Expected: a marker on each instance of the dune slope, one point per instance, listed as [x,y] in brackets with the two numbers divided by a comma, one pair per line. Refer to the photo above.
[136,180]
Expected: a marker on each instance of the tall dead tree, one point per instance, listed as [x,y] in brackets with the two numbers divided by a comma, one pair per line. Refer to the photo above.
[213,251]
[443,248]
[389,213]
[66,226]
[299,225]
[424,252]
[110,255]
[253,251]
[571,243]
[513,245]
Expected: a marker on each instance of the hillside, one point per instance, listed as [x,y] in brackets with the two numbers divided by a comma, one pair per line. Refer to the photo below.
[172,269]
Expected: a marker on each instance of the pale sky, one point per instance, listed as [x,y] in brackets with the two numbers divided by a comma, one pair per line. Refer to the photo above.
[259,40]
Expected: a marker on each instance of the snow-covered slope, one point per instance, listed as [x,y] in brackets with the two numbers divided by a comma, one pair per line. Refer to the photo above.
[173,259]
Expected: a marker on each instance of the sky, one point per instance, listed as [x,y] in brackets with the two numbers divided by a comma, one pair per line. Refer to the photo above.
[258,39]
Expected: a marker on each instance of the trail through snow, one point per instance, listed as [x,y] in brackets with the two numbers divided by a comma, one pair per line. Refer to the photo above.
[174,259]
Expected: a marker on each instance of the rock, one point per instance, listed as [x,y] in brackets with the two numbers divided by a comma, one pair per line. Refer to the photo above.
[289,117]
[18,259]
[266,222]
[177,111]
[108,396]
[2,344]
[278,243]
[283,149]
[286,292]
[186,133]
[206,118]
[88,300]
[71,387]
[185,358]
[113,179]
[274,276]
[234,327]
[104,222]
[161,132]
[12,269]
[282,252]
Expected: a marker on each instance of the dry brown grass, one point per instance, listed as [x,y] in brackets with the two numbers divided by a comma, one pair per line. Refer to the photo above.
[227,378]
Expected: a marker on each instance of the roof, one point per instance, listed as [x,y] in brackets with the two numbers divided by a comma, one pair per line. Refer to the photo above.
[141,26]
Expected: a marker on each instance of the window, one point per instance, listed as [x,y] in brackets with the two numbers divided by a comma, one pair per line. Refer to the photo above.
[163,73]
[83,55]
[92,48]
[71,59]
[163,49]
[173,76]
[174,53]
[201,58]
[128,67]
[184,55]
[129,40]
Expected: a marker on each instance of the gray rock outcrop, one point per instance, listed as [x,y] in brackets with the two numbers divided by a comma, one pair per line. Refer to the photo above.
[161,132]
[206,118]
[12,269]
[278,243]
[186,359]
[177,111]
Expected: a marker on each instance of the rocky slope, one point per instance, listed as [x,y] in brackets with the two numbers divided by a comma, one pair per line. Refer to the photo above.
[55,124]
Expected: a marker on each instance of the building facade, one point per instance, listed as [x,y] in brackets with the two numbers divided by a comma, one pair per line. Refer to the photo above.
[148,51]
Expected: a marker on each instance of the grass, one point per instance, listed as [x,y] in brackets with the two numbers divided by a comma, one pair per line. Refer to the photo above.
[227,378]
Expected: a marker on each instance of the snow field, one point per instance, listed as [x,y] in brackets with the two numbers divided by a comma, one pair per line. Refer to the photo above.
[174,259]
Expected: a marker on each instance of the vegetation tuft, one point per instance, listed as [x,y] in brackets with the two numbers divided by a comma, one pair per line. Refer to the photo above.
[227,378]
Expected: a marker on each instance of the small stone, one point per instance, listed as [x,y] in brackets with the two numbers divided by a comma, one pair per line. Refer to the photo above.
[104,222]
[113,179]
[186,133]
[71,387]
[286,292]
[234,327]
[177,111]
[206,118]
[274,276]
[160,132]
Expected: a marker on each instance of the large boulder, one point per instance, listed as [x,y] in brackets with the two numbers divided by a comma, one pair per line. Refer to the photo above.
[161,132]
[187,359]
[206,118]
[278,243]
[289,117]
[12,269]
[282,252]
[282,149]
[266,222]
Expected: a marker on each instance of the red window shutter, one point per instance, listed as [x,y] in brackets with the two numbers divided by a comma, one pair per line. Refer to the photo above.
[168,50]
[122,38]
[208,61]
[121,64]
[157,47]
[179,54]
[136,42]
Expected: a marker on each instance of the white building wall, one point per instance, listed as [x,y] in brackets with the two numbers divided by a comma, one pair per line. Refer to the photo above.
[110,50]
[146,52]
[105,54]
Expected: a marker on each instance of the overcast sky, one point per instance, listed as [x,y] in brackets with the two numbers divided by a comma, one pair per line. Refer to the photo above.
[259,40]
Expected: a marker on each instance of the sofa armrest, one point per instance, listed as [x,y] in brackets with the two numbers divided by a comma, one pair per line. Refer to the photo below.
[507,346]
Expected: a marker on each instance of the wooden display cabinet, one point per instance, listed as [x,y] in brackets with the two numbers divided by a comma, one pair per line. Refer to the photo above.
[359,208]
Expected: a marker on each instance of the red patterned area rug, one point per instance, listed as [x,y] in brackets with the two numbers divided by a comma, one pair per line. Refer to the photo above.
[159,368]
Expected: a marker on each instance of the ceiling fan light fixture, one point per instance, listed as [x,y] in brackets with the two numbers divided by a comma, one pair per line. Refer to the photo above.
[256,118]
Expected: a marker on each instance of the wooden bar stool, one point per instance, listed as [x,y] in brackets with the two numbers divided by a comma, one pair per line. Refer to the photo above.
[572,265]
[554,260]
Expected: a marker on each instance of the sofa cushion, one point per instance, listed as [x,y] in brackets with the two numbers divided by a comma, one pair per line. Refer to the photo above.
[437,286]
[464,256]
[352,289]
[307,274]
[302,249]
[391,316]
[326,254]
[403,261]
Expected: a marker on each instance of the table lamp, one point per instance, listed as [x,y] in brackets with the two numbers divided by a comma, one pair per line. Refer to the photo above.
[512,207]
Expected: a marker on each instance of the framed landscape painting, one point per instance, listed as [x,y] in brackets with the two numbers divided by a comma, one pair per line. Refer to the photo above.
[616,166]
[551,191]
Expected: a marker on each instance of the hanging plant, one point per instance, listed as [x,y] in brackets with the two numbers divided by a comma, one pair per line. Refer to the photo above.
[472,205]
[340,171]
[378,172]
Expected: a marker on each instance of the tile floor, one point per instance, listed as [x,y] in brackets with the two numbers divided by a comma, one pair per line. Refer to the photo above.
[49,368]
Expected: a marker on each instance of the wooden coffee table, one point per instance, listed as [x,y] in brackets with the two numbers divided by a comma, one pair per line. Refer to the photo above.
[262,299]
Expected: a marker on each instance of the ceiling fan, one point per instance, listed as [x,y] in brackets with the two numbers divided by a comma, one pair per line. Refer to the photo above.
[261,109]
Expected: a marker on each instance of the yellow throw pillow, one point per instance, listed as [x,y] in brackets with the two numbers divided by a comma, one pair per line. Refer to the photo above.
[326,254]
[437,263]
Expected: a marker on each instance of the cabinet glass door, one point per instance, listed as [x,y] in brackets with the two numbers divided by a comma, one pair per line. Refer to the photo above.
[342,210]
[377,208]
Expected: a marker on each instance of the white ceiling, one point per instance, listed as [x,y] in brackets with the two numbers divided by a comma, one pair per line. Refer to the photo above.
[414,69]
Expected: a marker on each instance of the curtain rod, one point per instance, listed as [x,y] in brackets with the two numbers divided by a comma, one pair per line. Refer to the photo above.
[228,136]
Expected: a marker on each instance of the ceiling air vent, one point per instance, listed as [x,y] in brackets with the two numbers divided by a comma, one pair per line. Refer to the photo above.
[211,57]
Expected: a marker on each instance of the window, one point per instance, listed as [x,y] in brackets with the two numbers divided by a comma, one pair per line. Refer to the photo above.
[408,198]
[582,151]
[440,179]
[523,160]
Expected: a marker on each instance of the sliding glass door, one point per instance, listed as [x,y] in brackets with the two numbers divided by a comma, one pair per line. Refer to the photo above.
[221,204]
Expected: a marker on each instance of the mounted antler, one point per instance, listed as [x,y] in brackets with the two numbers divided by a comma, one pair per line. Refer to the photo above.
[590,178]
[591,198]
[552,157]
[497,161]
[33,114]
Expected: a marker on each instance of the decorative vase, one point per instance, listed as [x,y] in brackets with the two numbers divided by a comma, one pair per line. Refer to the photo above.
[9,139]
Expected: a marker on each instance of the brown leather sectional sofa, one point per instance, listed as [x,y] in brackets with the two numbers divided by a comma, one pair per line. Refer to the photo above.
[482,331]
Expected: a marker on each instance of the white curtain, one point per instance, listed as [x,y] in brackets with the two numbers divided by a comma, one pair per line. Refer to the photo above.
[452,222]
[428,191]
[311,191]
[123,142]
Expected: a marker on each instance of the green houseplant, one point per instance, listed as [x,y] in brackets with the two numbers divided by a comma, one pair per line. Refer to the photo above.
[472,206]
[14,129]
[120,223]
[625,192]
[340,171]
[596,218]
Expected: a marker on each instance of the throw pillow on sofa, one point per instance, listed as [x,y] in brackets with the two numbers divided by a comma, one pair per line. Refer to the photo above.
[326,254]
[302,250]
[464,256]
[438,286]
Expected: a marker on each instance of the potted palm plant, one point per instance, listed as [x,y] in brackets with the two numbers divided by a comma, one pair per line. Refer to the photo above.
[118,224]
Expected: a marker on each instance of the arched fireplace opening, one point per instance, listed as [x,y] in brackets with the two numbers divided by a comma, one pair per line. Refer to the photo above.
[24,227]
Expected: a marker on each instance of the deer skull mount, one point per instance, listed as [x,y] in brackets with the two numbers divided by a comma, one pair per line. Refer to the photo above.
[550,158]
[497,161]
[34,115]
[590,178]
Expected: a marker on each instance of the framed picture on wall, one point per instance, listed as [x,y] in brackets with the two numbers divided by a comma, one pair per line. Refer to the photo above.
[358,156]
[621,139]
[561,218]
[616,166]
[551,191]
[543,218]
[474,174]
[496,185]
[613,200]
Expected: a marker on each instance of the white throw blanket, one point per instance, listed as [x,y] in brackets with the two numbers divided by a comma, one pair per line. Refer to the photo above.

════════

Exactly reproduce the lines beginning with the one that contains "Expected: a marker on each instance of the potted" and ending with the last line of the material, both included. Leave out everything else.

**Written response**
Expected: a marker on each instance of the potted palm plant, one point per instance, listed as [x,y] in brackets with the two numbers divided by a comma, one pair per line. Refer to the photo above.
[118,224]
Expected: a marker on each instance of the arched fireplace opening, one point per instance, listed as [x,y] in brackets with the two numbers divided by a comma, one pair per line. Refer to the photo above.
[24,227]
Expected: a marker on each instance of the deer skull mount, one point per instance, listed as [x,y] in brackets with the two numbers divided by a comma, one pair per line. Refer to the photo above.
[550,158]
[497,161]
[34,115]
[590,178]
Expected: a marker on each instance of the framed picture on wall, one point per instance, listed as [x,y] in brackets with the two numbers divided by a comma, one pair per line. Refer to the photo above.
[358,156]
[621,139]
[561,218]
[616,166]
[551,191]
[543,218]
[474,174]
[496,185]
[613,200]
Expected: a marker on each instance of the white throw blanket, one point per instance, listed as [x,y] in brackets with the two numbers divided by a comma, one pair per line. Refer to the photo above.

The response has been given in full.